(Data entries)
- Opening Delimiter -
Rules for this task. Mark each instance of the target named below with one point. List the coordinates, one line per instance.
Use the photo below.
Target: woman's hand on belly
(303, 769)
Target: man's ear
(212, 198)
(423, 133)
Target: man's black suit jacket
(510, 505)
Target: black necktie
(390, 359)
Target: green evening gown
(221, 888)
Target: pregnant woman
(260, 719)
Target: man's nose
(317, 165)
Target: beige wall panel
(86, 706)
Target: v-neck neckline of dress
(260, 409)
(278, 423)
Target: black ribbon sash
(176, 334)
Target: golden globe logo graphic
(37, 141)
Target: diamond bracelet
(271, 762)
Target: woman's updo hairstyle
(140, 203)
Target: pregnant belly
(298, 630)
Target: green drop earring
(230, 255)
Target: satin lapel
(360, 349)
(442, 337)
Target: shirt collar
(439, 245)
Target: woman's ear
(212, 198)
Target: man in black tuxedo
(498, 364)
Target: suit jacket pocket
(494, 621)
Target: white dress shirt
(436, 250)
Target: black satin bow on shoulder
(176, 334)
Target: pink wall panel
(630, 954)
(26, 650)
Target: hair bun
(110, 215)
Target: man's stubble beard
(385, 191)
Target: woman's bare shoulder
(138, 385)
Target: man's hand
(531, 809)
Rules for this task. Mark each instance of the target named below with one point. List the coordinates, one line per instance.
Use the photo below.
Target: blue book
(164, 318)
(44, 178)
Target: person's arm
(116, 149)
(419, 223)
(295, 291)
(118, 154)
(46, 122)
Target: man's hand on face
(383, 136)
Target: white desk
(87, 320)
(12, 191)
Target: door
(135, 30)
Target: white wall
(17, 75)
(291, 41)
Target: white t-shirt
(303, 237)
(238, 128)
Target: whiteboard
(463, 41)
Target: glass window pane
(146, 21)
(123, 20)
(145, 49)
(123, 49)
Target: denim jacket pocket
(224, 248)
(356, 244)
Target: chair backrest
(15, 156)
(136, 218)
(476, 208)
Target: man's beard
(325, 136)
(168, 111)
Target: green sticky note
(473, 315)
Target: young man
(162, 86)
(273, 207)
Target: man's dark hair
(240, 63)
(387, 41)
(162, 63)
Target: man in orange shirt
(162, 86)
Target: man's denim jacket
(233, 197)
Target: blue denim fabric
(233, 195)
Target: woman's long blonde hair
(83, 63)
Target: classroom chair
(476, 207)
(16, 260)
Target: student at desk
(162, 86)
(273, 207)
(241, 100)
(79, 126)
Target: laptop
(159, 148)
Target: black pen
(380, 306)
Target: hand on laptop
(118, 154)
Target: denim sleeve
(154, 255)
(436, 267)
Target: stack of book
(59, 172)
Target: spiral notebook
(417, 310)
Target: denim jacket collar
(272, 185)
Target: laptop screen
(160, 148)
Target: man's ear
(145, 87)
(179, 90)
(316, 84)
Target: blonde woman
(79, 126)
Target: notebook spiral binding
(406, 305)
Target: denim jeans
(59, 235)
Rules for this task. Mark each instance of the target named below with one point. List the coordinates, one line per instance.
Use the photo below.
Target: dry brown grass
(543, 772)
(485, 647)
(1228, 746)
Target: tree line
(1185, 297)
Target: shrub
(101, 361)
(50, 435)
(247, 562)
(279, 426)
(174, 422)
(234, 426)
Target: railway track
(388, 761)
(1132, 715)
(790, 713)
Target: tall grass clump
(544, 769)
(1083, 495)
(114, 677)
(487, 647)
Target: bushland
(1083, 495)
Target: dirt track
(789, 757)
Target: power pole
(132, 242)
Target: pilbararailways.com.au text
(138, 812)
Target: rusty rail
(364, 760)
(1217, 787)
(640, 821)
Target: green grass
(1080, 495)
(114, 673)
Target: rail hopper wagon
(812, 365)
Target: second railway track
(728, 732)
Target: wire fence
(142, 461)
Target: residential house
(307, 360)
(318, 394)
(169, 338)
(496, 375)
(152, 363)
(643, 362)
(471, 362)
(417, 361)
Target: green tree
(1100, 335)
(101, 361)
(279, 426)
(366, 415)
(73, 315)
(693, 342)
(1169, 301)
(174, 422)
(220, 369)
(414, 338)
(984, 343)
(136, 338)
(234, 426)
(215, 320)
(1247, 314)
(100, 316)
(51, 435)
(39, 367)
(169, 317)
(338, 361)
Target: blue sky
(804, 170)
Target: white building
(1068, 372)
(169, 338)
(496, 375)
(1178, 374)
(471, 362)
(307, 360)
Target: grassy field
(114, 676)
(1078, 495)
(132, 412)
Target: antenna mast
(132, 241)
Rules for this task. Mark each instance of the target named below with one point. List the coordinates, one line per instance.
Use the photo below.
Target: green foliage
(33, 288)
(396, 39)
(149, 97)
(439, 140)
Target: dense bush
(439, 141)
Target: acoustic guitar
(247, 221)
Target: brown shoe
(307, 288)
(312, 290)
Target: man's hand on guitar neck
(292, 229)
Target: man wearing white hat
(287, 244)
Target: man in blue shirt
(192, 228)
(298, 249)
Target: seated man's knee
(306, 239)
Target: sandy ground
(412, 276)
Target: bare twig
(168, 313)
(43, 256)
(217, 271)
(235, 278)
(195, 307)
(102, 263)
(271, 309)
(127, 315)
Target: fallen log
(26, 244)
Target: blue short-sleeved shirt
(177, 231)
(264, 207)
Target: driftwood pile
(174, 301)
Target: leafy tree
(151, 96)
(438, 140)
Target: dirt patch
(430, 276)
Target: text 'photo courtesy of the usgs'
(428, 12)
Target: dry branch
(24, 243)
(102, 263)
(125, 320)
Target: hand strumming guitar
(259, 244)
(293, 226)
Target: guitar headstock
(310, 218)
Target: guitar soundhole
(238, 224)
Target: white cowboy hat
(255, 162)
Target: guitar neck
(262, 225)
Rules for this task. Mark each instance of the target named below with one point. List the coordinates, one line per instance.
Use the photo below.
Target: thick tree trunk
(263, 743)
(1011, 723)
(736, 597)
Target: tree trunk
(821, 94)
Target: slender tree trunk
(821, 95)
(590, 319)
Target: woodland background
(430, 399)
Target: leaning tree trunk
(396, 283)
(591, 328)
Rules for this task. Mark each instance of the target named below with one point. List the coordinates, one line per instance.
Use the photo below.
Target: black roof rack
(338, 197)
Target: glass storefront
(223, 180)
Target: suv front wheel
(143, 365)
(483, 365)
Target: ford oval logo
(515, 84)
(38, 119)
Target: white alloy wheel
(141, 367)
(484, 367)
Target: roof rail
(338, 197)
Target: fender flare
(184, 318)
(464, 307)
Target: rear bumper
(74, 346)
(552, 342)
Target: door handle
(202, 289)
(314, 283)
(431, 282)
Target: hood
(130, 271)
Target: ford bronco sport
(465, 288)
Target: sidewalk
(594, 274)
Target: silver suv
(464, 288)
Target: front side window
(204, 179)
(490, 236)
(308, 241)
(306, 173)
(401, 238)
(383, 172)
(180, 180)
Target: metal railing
- Closing Delimiter -
EXERCISE DETAILS -> You are asked to transcribe the complete data exactly.

YOUR SOLUTION ->
Rules for this task. Mark each instance of the target named below with one point. List the coordinates, one line per instance.
Use the photo below.
Target: woman's hand on belly
(303, 769)
Target: man's ear
(212, 198)
(423, 133)
Target: man's black suit jacket
(510, 505)
Target: black necktie
(390, 359)
Target: green evening gown
(221, 888)
Target: pregnant woman
(260, 719)
Target: man's nose
(317, 165)
Target: beige wall panel
(86, 706)
Target: v-neck neckline of dress
(260, 409)
(278, 423)
Target: black ribbon sash
(176, 334)
Target: golden globe logo graphic
(37, 141)
Target: diamond bracelet
(271, 762)
Target: woman's updo hairstyle
(140, 203)
Target: pregnant belly
(298, 630)
Target: green drop earring
(230, 255)
Target: satin lapel
(360, 349)
(442, 337)
Target: shirt collar
(439, 245)
Target: woman's ear
(212, 198)
Target: man in black tuxedo
(498, 364)
Target: suit jacket pocket
(494, 621)
Target: white dress shirt
(436, 250)
Target: black satin bow on shoulder
(176, 334)
Target: pink wall panel
(630, 954)
(26, 650)
Target: hair bun
(110, 215)
Target: man's stubble beard
(385, 191)
Target: woman's bare shoulder
(138, 385)
Target: man's hand
(531, 809)
Rules for this task. Mark each instance of the target named below with one point. List the coordinates, one line per instance.
Use the photo below.
Target: blue book
(164, 318)
(44, 178)
Target: person's arm
(116, 149)
(419, 223)
(295, 291)
(118, 154)
(46, 122)
Target: man's hand on face
(383, 136)
Target: white desk
(87, 320)
(12, 191)
Target: door
(135, 30)
Target: white wall
(17, 75)
(291, 41)
Target: white t-shirt
(303, 237)
(238, 128)
Target: whiteboard
(463, 41)
Target: glass window pane
(146, 21)
(123, 20)
(145, 49)
(123, 49)
Target: denim jacket pocket
(224, 248)
(356, 244)
Target: chair backrest
(15, 156)
(136, 218)
(476, 208)
Target: man's beard
(325, 136)
(168, 111)
Target: green sticky note
(473, 315)
Target: young man
(162, 86)
(273, 207)
Target: man's dark hair
(240, 63)
(387, 41)
(162, 63)
Target: man in orange shirt
(162, 86)
Target: man's denim jacket
(233, 197)
Target: blue denim fabric
(233, 195)
Target: woman's long blonde hair
(83, 63)
Target: classroom chair
(476, 207)
(16, 260)
Target: student at desk
(162, 86)
(273, 207)
(241, 100)
(79, 126)
Target: laptop
(159, 148)
Target: black pen
(380, 306)
Target: hand on laptop
(118, 154)
Target: denim sleeve
(154, 255)
(436, 267)
Target: stack of book
(59, 172)
Target: spiral notebook
(417, 310)
Target: denim jacket collar
(272, 185)
Target: laptop screen
(160, 148)
Target: man's ear
(145, 87)
(179, 90)
(316, 84)
Target: blonde woman
(79, 126)
Target: notebook spiral binding
(406, 305)
Target: denim jeans
(59, 235)
Rules for this task. Mark each instance of the target named below with one point. List the coordinates, one line per instance.
Use the photo below.
Target: dry brown grass
(543, 772)
(485, 647)
(1228, 746)
Target: tree line
(1185, 297)
Target: shrub
(101, 361)
(50, 435)
(247, 562)
(279, 426)
(174, 422)
(234, 426)
Target: railway track
(388, 761)
(1132, 715)
(790, 713)
Target: tall grass clump
(544, 769)
(1083, 495)
(114, 677)
(487, 647)
Target: bushland
(1083, 495)
Target: dirt track
(789, 757)
Target: power pole
(132, 242)
Target: pilbararailways.com.au text
(138, 812)
Target: rusty rail
(364, 760)
(1217, 787)
(640, 821)
Target: green grass
(1080, 495)
(114, 673)
Target: rail hopper wagon
(812, 365)
Target: second railway track
(728, 732)
Target: wire fence
(142, 461)
Target: residential house
(307, 360)
(318, 394)
(169, 338)
(496, 375)
(152, 363)
(643, 362)
(471, 362)
(417, 361)
Target: green tree
(1100, 335)
(101, 361)
(279, 426)
(366, 415)
(73, 315)
(693, 342)
(1169, 301)
(174, 422)
(220, 369)
(414, 338)
(984, 343)
(136, 338)
(234, 426)
(215, 320)
(1247, 314)
(100, 316)
(51, 435)
(39, 367)
(169, 317)
(338, 361)
Target: blue sky
(804, 170)
Target: white building
(1068, 372)
(169, 338)
(496, 375)
(1178, 374)
(471, 362)
(307, 360)
Target: grassy field
(114, 676)
(1078, 495)
(132, 412)
Target: antenna mast
(132, 241)
Rules for this task. Mark each instance of the target named below with one point. List the coordinates, one line per instance.
Use the photo below.
Target: green foliage
(33, 288)
(396, 39)
(149, 97)
(439, 140)
Target: dense bush
(439, 141)
Target: acoustic guitar
(247, 221)
Target: brown shoe
(307, 288)
(312, 290)
Target: man's hand on guitar neck
(292, 229)
Target: man wearing white hat
(287, 244)
Target: man in blue shirt
(192, 228)
(298, 249)
Target: seated man's knee
(306, 239)
Target: sandy ground
(412, 276)
Target: bare twig
(168, 313)
(43, 256)
(217, 271)
(235, 278)
(195, 307)
(102, 263)
(271, 309)
(127, 315)
Target: fallen log
(26, 244)
Target: blue short-sleeved shirt
(177, 231)
(264, 207)
Target: driftwood pile
(174, 301)
Target: leafy tree
(151, 96)
(438, 140)
Target: dirt patch
(430, 276)
Target: text 'photo courtesy of the usgs'
(428, 12)
Target: dry branch
(24, 243)
(102, 263)
(125, 320)
Target: hand strumming guitar
(259, 244)
(293, 226)
Target: guitar headstock
(310, 218)
Target: guitar soundhole
(238, 224)
Target: white cowboy hat
(255, 162)
Target: guitar neck
(262, 225)
Rules for this task. Mark each instance of the target named below with one point. List the coordinates, one line per instance.
Use the photo below.
Target: thick tree trunk
(263, 743)
(1011, 723)
(736, 597)
Target: tree trunk
(821, 94)
Target: slender tree trunk
(821, 95)
(590, 319)
Target: woodland background
(430, 399)
Target: leaning tree trunk
(396, 283)
(591, 328)
Rules for this task. Mark each instance of the target named below with one point. List the coordinates, one line per instance.
Use the photo below.
Target: black roof rack
(338, 197)
Target: glass storefront
(223, 180)
Target: suv front wheel
(143, 365)
(483, 365)
Target: ford oval logo
(515, 84)
(38, 119)
Target: white alloy wheel
(141, 367)
(484, 367)
Target: roof rail
(338, 197)
Target: fender flare
(184, 318)
(464, 307)
Target: rear bumper
(74, 346)
(552, 342)
Target: door handle
(202, 289)
(314, 283)
(431, 282)
Target: hood
(130, 271)
Target: ford bronco sport
(465, 288)
Target: sidewalk
(594, 274)
Target: silver suv
(464, 288)
Target: front side window
(204, 179)
(490, 236)
(308, 241)
(306, 173)
(401, 238)
(383, 172)
(180, 180)
Target: metal railing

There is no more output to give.